> [SELECTED EXCERPT]
┌──

Fused MoE utilities for GPTQ.

BatchedMarlinExperts

Bases: MarlinExpertsBase

Batched Marlin-based fused MoE expert implementation.

Source code in vllm/model_executor/layers/fused_moe/fused_marlin_moe.py
class BatchedMarlinExperts(MarlinExpertsBase):
    """Batched Marlin-based fused MoE expert implementation."""

    def __init__(
        self,
        moe_config: FusedMoEConfig,
        quant_config: FusedMoEQuantConfig,
        max_num_tokens: int,
        num_dispatchers: int,
        w13_g_idx: torch.Tensor | None = None,
        w2_g_idx: torch.Tensor | None = None,
        w13_g_idx_sort_indices: torch.Tensor | None = None,
        w2_g_idx_sort_indices: torch.Tensor | None = None,
        is_k_full: bool = True,
    ):
        super().__init__(
            moe_config=moe_config,
            quant_config=quant_config,
            max_num_tokens=max_num_tokens,
            num_dispatchers=num_dispatchers,
            w13_g_idx=w13_g_idx,
            w2_g_idx=w2_g_idx,
            w13_g_idx_sort_indices=w13_g_idx_sort_indices,
            w2_g_idx_sort_indices=w2_g_idx_sort_indices,
            is_k_full=is_k_full,
        )

    def supports_expert_map(self) -> bool:
        return True

    def finalize_weight_and_reduce_impl(self) -> mk.TopKWeightAndReduce:
        return TopKWeightAndReduceDelegate()

    @staticmethod
    def activation_format() -> mk.FusedMoEActivationFormat:
        return mk.FusedMoEActivationFormat.BatchedExperts

    def supports_chunking(self) -> bool:
        return False

    def workspace_shapes(
        self,
        M: int,
        N: int,
        K: int,
        topk: int,
        global_num_experts: int,
        local_num_experts: int,
        expert_tokens_meta: mk.ExpertTokensMetadata | None,
        activation: MoEActivation,
    ) -> tuple[tuple[int, ...], tuple[int, ...], tuple[int, ...]]:
        assert self.num_dispatchers is not None
        assert self.max_num_tokens is not None
        num_dispatchers = self.num_dispatchers
        num_experts = local_num_experts
        max_num_tokens = self.max_num_tokens
        workspace13 = (num_experts * max_num_tokens * num_dispatchers, max(K, N * 2))
        workspace2 = (num_experts * max_num_tokens * num_dispatchers, N)
        output = (num_experts, max_num_tokens * num_dispatchers, K)
        return (workspace13, workspace2, output)

    def apply(
        self,
        output: torch.Tensor,
        hidden_states: torch.Tensor,
        w1: torch.Tensor,
        w2: torch.Tensor,
        topk_weights: torch.Tensor,
        topk_ids: torch.Tensor,
        activation: MoEActivation,
        global_num_experts: int,
        expert_map: torch.Tensor | None,
        a1q_scale: torch.Tensor | None,
        a2_scale: torch.Tensor | None,
        workspace13: torch.Tensor,
        workspace2: torch.Tensor,
        expert_tokens_meta: mk.ExpertTokensMetadata | None,
        apply_router_weight_on_input: bool,
    ):
        assert expert_tokens_meta is not None, "Num valid tokens per batch is required"

└──

> [DATA BLOCK]
┌──

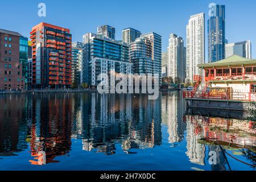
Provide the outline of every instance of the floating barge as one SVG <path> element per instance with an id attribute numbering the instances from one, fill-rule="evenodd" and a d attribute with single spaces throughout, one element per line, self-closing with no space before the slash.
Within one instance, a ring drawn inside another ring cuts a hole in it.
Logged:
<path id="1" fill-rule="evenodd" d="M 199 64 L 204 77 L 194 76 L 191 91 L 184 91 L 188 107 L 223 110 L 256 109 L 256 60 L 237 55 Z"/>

└──

> [TO DO]
a) In the fused MoE code excerpt, what value does the supports_chunking method of BatchedMarlinExperts return?
b) Pick up the fused MoE code excerpt after its last line and continue writing the body of the apply method.

> [TASK-BY-TASK OUTPUTS]
a) It returns False.

b)
        return batched_fused_marlin_moe(
            hidden_states=hidden_states,
            expert_num_tokens=expert_tokens_meta.expert_num_tokens,
            w1=w1,
            w2=w2,
            bias1=self.w1_bias,
            bias2=self.w2_bias,
            w1_scale=self.w1_scale,
            w2_scale=self.w2_scale,
            quant_type_id=self.quant_type_id,
            apply_router_weight_on_input=apply_router_weight_on_input,
            global_num_experts=global_num_experts,
            activation=activation,
            expert_map=expert_map,
            output=output,
            intermediate_cache13=workspace13,
            intermediate_cache2=workspace2,
            g_idx1=self.w13_g_idx,
            g_idx2=self.w2_g_idx,
            sort_indices1=self.w13_g_idx_sort_indices,
            sort_indices2=self.w2_g_idx_sort_indices,
            is_k_full=self.is_k_full,
        )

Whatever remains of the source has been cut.